# ЗАДАНИЕ:
Пожалуйста, определите по тексту о силовых конфликтах ниже, согласуются ли с ним утверждения: (a) в конфликтах силы иногда решают эстетические моменты; (b) военный менеджмент считается самым простым видом управления; (c) голая целерациональность считает сознание и эмоции первичными. На каждое ответьте «да» или «нет» и приведите дословно решающие слова текста.

# ПРЕДЛОЖЕННЫЙ ТЕКСТ:
Боевые действия обычно рассматривают как предприятия, экономический или геостратегический эффект которых поддается сугубо деловой калькуляции. Иллюстрация из журнала «Нива», ноябрь 1916 г.
Упражнения в общей теории – трудное занятие, когда в реальном времени гибнут люди. Но общая коррекция подходов и самой оптики аналитического зрения может потребоваться даже в такой оперативной обстановке. Иначе потом на руинах идеологических фронтов возникают критические проблемы с восстановлением коммуникации и смыслов.
Привычный вывих
В философии силовых конфликтов тоже есть основной вопрос. Голая целерациональность полагает, что «объективные» расклады и расчеты здесь первичны, а сознание и эмоции – вторичны. Игнорировать все слишком человеческое, в том числе скрытые мотивы и страсти, естественно для самосознания политики, но выхолащивает «науку». Прямолинейный схематизм уже явно не справляется с завихрениями истории и совсем не детскими неожиданностями процесса. Когда у аналитиков распадается картинка и падает очередная объяснительная конструкция, тогда начальные расчеты пытаются задним числом просто подогнать под реальные эффекты. Результат объявляют целью.
Отсюда вопрос к самой метафизике сюжета: не являются ли изменения идеальной картины, в том числе картины мира, не менее важными целями силовых операций, чем «физическая» перекройка границ и статусов? В какой мере идеология обеспечивает завоевания, а в какой мере потери людей и траты ресурсов работают на завоевание смыслов, то есть на победу идеологии? Как выражался один политолог, ответы на эти вопросы могут быть только риторическими.
Управление враждой
Военный менеджмент вообще считается самым сложным, если не сказать изысканным. Боевые действия обычно и рассматривают как предприятия, экономический или геостратегический эффект которых поддается сугубо деловой калькуляции. Только бизнес…
Но в конфликтах силы далеко не всё и не всегда сводится к погоне за такого рода прибылью. Иногда решают психоэмоциональные, символические, даже эстетические моменты.
В военных расчетах сложна даже обычная деловая составляющая. Воюют ради управления популярностью, рейтингами и самой легитимностью. Тупиковые проблемы обходят переносом внимания, превращая публику в армию политических болельщиков. Наступательное единение и задор драки едва ли не лучшая психотерапия комплексов личностных, коллективных, массовых.
Наконец, здесь есть и инструментальный, манипулятивный смысл: часто воюют, просто чтобы людей «построить». Или ради самоутверждения, политической жестикуляции «перед зеркалом». Отсюда мифы о непредсказуемости отдельных деятелей, на самом деле совершенно предсказуемых, но в других мотивациях. И отсюда же просчеты в стратегиях влияния на провинившихся громоздкими и обременительными мерами. Даже нанося зримый ущерб, эти меры могут предоставлять «воспитуемым» как раз то, чего те ждут, если не сказать страждут.

# ИСХОДНЫЕ ДАННЫЕ:
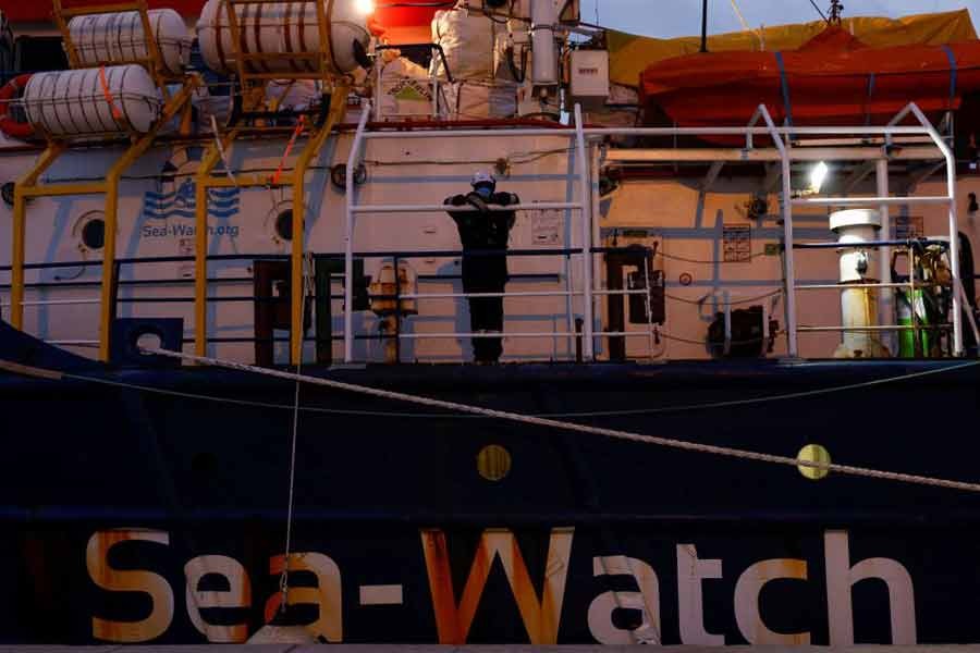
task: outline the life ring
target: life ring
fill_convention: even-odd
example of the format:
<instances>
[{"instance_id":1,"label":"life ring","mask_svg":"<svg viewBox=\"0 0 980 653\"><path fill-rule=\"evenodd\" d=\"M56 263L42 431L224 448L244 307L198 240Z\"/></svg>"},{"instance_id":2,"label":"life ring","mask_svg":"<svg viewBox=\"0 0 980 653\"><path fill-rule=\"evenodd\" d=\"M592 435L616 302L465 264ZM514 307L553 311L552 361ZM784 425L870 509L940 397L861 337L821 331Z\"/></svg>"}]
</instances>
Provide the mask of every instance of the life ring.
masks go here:
<instances>
[{"instance_id":1,"label":"life ring","mask_svg":"<svg viewBox=\"0 0 980 653\"><path fill-rule=\"evenodd\" d=\"M30 73L24 73L0 87L0 132L21 140L27 140L34 136L34 125L15 121L9 113L9 109L11 101L17 98L17 91L27 85L28 79L30 79Z\"/></svg>"}]
</instances>

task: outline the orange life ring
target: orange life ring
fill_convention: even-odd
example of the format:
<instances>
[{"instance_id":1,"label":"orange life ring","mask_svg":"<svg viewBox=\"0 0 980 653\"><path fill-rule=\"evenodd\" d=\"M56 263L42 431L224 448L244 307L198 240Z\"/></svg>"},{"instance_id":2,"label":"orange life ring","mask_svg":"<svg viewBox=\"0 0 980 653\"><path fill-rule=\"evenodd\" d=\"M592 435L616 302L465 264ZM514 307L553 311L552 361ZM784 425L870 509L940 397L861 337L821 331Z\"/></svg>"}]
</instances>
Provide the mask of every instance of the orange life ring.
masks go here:
<instances>
[{"instance_id":1,"label":"orange life ring","mask_svg":"<svg viewBox=\"0 0 980 653\"><path fill-rule=\"evenodd\" d=\"M11 100L16 99L17 91L27 85L28 79L30 79L30 73L24 73L0 87L0 132L21 140L27 140L34 136L34 126L30 123L15 121L8 110Z\"/></svg>"}]
</instances>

# РЕЗУЛЬТАТ ВЫПОЛНЕНИЯ:
(a) Да: «Иногда решают психоэмоциональные, символические, даже эстетические моменты».
(b) Нет: «Военный менеджмент вообще считается самым сложным, если не сказать изысканным».
(c) Нет: «Голая целерациональность полагает, что „объективные“ расклады и расчеты здесь первичны, а сознание и эмоции – вторичны».